start Document
AWS’s recomended solution is backup from EFS to another EFS using bunch of lambda functions that create EC2 instances to do a backup, but we don’t like that - EFS is the most expensive storage product that AWS offers, and we don’t feel it’s suited to long-term archives like backups (on the other hand, EFS to EFS backup will give faster restores than the solution we offer here - there's no reason not to do both if you need both quick restores and long term retention).

Our favoured backup system is duplicity. It can backup to S3 (or almost anything else). We then automatically migrate backups to Glacier after 3 months to provide super-long-term retention of everything. So it makes sense to use a docker container running duplicity to do backups. We feel this is a more elegant solution for ECS users than a lot of lambda functions and EC2 instances, and it’s probably cheaper to, using as it does resources you already have running.

Note that this solution will work perfectly for users of the idealstack hosting system (it's what we use it for) but it should also work fine for anyone else running ECS & EFS together - just update the paths we give here with those you use.

Setting up backups

Create an S3 bucket to store your backups. Use the same region as your ECS cluster lives in. Otherwise you can accept all the defaults.
end Document
_Stated problem 1:_
Answer these questions about the EFS backup text:
(a) Which backup system is favored?
(b) After how long are backups automatically migrated to Glacier?
(c) In which region should the S3 bucket for backups be created?
_Stated problem 2:_
Retype the passage from the EFS backup text between "AWS’s recomended solution" and "long term retention).", inclusive.
_Stated problem 3:_
Continue the text on EFS backups with duplicity from its last sentence.
The lines come from a separate source.
start Data provided
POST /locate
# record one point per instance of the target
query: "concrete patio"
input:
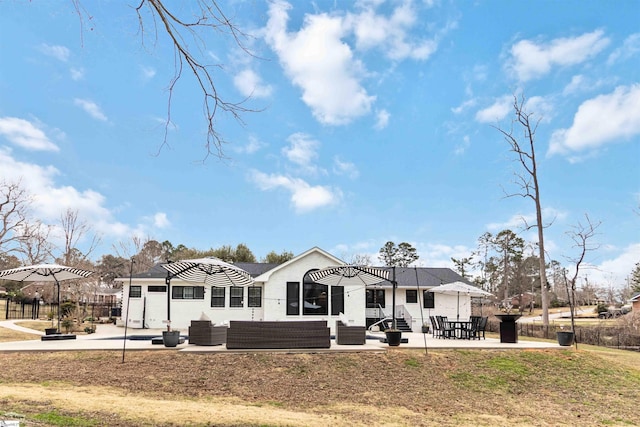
end Data provided
_Final result 1:_
(a) Duplicity.
(b) After 3 months.
(c) The same region as the ECS cluster.

_Final result 2:_
AWS’s recomended solution is backup from EFS to another EFS using bunch of lambda functions that create EC2 instances to do a backup, but we don’t like that - EFS is the most expensive storage product that AWS offers, and we don’t feel it’s suited to long-term archives like backups (on the other hand, EFS to EFS backup will give faster restores than the solution we offer here - there's no reason not to do both if you need both quick restores and long term retention).

_Final result 3:_
Create an IAM policy allowing access to this bucket
1. Go to IAM and navigate to Roles in the IAM menu
2. Click “Create Policy” at the top of the screen
3. On the IAM policy editor, select JSON and paste in the following: https://gist.github.com/jonathonsim/581dca42a0779a2416aaf1936e4679fd
  1. Update the s3 bucket name to match yours
4. Click Review policy
5. Give the policy a name (eg S3BackupAccessForDuplicity)
Attach this policy to the instance role for ECS. Note that in theory we should use a task role for this, but at this time that doesn’t appear to work in duplicity
1. In ECS - click on your cluster, go to the ECS Instances tab
2. Click your EC2 Instance
3. Under the Description of the instance click the IAM Role
4. Attach the policy you just created to this role :
Back In ECS create a task definition:
1. Give it a sensible name
1. Scroll down to Volumes (skip the other settings for now, we’ll come back to them) and click Add Volume
  1. Add a volume for the data you are backing up
  2. Add a volume for the duplicity cache, somewhere persistent (ie on the EFS)
1. Under Container Definitions: click “Add Container”
  1. Give the container a name, eg DuplicityBackup
  2. For the image, we’re going to use https://hub.docker.com/r/wernight/duplicity/, so enter “wernight/duplicity”
  3. For memory limit - choose a hard limit of 512MB (you don’t want backups using up all your RAM)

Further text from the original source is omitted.